**Data extract**:
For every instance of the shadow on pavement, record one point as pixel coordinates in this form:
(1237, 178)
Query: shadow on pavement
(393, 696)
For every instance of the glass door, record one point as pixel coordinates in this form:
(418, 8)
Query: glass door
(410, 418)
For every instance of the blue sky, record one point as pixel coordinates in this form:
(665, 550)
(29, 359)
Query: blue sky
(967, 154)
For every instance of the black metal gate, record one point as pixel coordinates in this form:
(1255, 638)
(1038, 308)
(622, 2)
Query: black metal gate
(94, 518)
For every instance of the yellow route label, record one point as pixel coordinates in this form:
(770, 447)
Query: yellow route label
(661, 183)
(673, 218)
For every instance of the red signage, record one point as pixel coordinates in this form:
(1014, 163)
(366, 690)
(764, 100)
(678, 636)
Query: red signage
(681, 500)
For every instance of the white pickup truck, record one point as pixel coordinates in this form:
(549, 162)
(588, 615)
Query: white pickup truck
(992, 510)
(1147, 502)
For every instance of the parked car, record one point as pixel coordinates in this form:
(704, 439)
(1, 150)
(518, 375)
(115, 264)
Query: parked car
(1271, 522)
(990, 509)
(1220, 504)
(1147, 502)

**What this task involves**: Copy all of the lines above again, requests included, but shift every coordinate in the answer points by -111. Leave the sample points inside the requests unchanged.

**Result below**:
For every instance of the shadow on pavement, record one point as pixel coordinates in this form:
(1237, 178)
Query: shadow on pavement
(282, 585)
For every instance of the glass door, record one point as pixel coordinates in this form:
(418, 8)
Query: glass door
(299, 307)
For every instance of the blue sky, record one point as pixel coordinates in this form:
(665, 550)
(29, 359)
Query: blue sky
(856, 43)
For every instance of the black metal gate, record one point as pixel coordinates in this form:
(1255, 638)
(1038, 308)
(622, 2)
Query: black metal gate
(-17, 407)
For every instance of the yellow route label, record one point as pixel coordinates in this form:
(770, 447)
Query: yellow route label
(550, 72)
(562, 107)
For every instance of the red signage, record one point as pixel coordinates in this form:
(1014, 163)
(366, 690)
(764, 100)
(678, 636)
Query: red signage
(570, 389)
For every instance of the white pickup truck, record one point as pixel coordinates in this form:
(549, 162)
(588, 615)
Query: white pickup truck
(881, 399)
(1036, 391)
For every instance of the parked car, record one point as pixel coordinates in this form:
(704, 439)
(1, 150)
(518, 375)
(115, 264)
Query: parked car
(1160, 411)
(879, 398)
(1109, 393)
(1036, 391)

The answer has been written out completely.